- **YOUR TASK**: Rewrite the material below so that every occurrence of "rough mask" is renamed "coarse mask", leaving everything else unchanged.

Collected data:
'''

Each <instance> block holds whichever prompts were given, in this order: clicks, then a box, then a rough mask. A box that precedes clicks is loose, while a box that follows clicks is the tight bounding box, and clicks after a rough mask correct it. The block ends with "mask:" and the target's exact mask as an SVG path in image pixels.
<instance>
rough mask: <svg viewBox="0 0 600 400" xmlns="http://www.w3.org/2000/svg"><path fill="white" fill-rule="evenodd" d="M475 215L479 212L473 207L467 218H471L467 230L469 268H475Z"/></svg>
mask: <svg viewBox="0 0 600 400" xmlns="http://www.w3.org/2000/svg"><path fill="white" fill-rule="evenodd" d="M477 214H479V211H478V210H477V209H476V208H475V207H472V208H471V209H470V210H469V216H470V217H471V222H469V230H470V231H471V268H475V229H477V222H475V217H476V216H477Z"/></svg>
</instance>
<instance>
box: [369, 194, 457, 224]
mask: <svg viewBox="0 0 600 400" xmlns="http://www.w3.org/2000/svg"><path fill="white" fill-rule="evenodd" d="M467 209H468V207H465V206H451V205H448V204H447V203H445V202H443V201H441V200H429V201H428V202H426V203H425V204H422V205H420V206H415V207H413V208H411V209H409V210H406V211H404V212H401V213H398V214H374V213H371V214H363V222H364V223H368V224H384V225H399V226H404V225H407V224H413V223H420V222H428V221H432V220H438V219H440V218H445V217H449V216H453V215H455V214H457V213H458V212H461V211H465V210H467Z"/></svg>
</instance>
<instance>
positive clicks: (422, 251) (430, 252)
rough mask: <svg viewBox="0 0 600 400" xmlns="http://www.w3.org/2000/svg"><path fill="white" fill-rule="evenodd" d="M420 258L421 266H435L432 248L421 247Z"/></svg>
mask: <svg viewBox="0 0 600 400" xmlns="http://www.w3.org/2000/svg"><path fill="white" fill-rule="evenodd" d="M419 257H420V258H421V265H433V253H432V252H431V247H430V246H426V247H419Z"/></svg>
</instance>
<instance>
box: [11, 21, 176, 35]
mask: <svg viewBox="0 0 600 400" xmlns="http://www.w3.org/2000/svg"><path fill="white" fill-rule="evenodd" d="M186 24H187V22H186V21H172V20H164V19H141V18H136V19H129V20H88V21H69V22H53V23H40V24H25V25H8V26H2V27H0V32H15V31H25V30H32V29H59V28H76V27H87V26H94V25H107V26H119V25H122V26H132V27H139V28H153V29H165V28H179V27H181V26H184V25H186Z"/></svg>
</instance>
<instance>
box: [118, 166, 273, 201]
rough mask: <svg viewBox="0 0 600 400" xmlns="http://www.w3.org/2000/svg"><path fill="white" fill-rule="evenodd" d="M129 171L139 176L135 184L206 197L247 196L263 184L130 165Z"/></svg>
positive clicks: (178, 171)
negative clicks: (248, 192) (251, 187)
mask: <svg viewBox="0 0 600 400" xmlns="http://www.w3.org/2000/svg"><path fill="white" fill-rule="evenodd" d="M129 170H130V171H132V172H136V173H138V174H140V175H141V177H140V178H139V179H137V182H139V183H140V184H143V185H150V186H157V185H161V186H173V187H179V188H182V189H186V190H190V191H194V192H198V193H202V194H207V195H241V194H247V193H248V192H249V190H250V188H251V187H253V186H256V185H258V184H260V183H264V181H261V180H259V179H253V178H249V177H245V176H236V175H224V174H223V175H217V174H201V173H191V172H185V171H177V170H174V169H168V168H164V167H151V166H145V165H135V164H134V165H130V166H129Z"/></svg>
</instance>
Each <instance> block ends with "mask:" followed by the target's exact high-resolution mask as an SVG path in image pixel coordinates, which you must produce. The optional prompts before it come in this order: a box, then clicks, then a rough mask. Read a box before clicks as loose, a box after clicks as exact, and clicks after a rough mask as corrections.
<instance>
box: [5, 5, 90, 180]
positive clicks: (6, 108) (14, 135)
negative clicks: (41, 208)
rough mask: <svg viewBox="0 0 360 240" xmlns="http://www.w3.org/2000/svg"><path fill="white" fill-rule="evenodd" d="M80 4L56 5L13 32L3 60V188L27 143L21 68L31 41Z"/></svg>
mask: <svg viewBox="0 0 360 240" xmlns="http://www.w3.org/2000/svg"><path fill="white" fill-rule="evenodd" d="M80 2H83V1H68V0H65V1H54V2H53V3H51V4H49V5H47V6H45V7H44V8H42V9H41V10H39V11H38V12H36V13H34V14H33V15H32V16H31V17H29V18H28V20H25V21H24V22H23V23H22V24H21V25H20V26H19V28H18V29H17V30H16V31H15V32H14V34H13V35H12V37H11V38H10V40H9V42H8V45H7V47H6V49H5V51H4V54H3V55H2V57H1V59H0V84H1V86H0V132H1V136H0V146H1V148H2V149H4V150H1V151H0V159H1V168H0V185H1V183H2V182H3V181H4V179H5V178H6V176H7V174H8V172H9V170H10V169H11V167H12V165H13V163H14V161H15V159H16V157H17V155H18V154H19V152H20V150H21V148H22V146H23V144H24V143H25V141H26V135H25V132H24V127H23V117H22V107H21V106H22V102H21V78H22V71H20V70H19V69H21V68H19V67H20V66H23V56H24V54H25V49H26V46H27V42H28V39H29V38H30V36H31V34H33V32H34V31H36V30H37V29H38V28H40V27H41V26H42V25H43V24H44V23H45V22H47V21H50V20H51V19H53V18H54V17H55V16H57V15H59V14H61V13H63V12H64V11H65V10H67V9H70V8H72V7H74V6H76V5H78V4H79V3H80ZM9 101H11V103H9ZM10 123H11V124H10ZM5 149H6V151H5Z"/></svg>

'''

- **FINISHED EXERCISE**:
Each <instance> block holds whichever prompts were given, in this order: clicks, then a box, then a coarse mask. A box that precedes clicks is loose, while a box that follows clicks is the tight bounding box, and clicks after a coarse mask correct it. The block ends with "mask:" and the target's exact mask as an SVG path in image pixels.
<instance>
coarse mask: <svg viewBox="0 0 600 400" xmlns="http://www.w3.org/2000/svg"><path fill="white" fill-rule="evenodd" d="M475 215L479 212L473 207L467 218H471L467 230L469 268H475Z"/></svg>
mask: <svg viewBox="0 0 600 400" xmlns="http://www.w3.org/2000/svg"><path fill="white" fill-rule="evenodd" d="M477 214H479V211H478V210H477V209H476V208H475V207H472V208H471V209H470V210H469V216H470V217H471V222H469V230H470V231H471V268H475V229H477V222H475V217H476V216H477Z"/></svg>
</instance>
<instance>
box: [369, 194, 457, 224]
mask: <svg viewBox="0 0 600 400" xmlns="http://www.w3.org/2000/svg"><path fill="white" fill-rule="evenodd" d="M467 209H468V207H465V206H451V205H448V204H447V203H445V202H443V201H441V200H429V201H428V202H426V203H425V204H422V205H420V206H415V207H413V208H411V209H409V210H406V211H404V212H401V213H398V214H374V213H371V214H363V222H364V223H368V224H384V225H399V226H404V225H407V224H413V223H420V222H428V221H432V220H438V219H440V218H445V217H449V216H453V215H455V214H457V213H458V212H461V211H465V210H467Z"/></svg>
</instance>
<instance>
positive clicks: (422, 251) (430, 252)
coarse mask: <svg viewBox="0 0 600 400" xmlns="http://www.w3.org/2000/svg"><path fill="white" fill-rule="evenodd" d="M420 258L421 266H435L432 248L421 247Z"/></svg>
mask: <svg viewBox="0 0 600 400" xmlns="http://www.w3.org/2000/svg"><path fill="white" fill-rule="evenodd" d="M419 257H420V258H421V265H433V253H432V252H431V247H430V246H426V247H419Z"/></svg>
</instance>
<instance>
box: [11, 21, 176, 35]
mask: <svg viewBox="0 0 600 400" xmlns="http://www.w3.org/2000/svg"><path fill="white" fill-rule="evenodd" d="M186 24H187V22H186V21H172V20H164V19H141V18H136V19H129V20H88V21H69V22H53V23H40V24H25V25H8V26H2V27H0V32H15V31H25V30H32V29H59V28H76V27H87V26H94V25H107V26H119V25H122V26H132V27H139V28H153V29H165V28H179V27H181V26H184V25H186Z"/></svg>
</instance>
<instance>
box: [118, 166, 273, 201]
coarse mask: <svg viewBox="0 0 600 400" xmlns="http://www.w3.org/2000/svg"><path fill="white" fill-rule="evenodd" d="M129 171L139 176L135 184L206 197L247 196L263 184L130 165Z"/></svg>
positive clicks: (178, 171)
negative clicks: (248, 192) (251, 187)
mask: <svg viewBox="0 0 600 400" xmlns="http://www.w3.org/2000/svg"><path fill="white" fill-rule="evenodd" d="M129 170H130V171H132V172H136V173H138V174H140V175H141V177H140V178H139V179H137V182H139V183H140V184H143V185H150V186H157V185H161V186H173V187H179V188H182V189H186V190H190V191H194V192H198V193H202V194H207V195H241V194H247V193H248V192H249V190H250V188H251V187H253V186H256V185H258V184H260V183H264V181H261V180H259V179H253V178H249V177H245V176H236V175H224V174H223V175H217V174H201V173H191V172H185V171H177V170H174V169H168V168H164V167H151V166H145V165H135V164H134V165H130V166H129Z"/></svg>
</instance>
Each <instance> block ends with "mask:" followed by the target's exact high-resolution mask as an SVG path in image pixel coordinates, which you must produce. The optional prompts before it come in this order: a box, then clicks, then a coarse mask. Read a box before clicks as loose, a box after clicks as exact, and clicks after a coarse mask as corrections.
<instance>
box: [5, 5, 90, 180]
positive clicks: (6, 108) (14, 135)
negative clicks: (41, 208)
coarse mask: <svg viewBox="0 0 360 240" xmlns="http://www.w3.org/2000/svg"><path fill="white" fill-rule="evenodd" d="M80 4L56 5L13 32L3 60V188L27 143L21 68L31 41Z"/></svg>
mask: <svg viewBox="0 0 360 240" xmlns="http://www.w3.org/2000/svg"><path fill="white" fill-rule="evenodd" d="M80 2H83V1H68V0H65V1H54V2H53V3H51V4H49V5H47V6H45V7H44V8H42V9H41V10H39V11H38V12H36V13H34V14H33V15H32V16H31V17H29V18H28V20H25V21H24V22H23V23H22V24H21V25H20V26H19V28H18V29H17V30H16V31H15V32H14V34H13V35H12V37H11V38H10V40H9V42H8V45H7V47H6V49H5V51H4V54H3V55H2V57H1V59H0V84H1V86H0V132H1V136H0V146H1V148H2V149H4V150H1V151H0V159H1V168H0V185H1V183H2V182H3V181H4V179H5V178H6V176H7V174H8V172H9V170H10V169H11V167H12V165H13V163H14V161H15V159H16V157H17V155H18V154H19V152H20V150H21V148H22V146H23V144H24V143H25V141H26V135H25V132H24V127H23V117H22V107H21V106H22V102H21V78H22V71H20V70H19V69H21V68H19V67H20V66H23V56H24V54H25V49H26V46H27V42H28V39H29V38H30V36H31V34H33V32H34V31H36V30H37V29H38V28H40V27H41V26H42V25H43V24H44V23H45V22H47V21H50V20H51V19H53V18H54V17H55V16H57V15H59V14H61V13H63V12H64V11H65V10H67V9H70V8H72V7H74V6H76V5H78V4H79V3H80ZM9 101H11V103H9ZM10 123H11V124H10ZM5 149H6V151H5Z"/></svg>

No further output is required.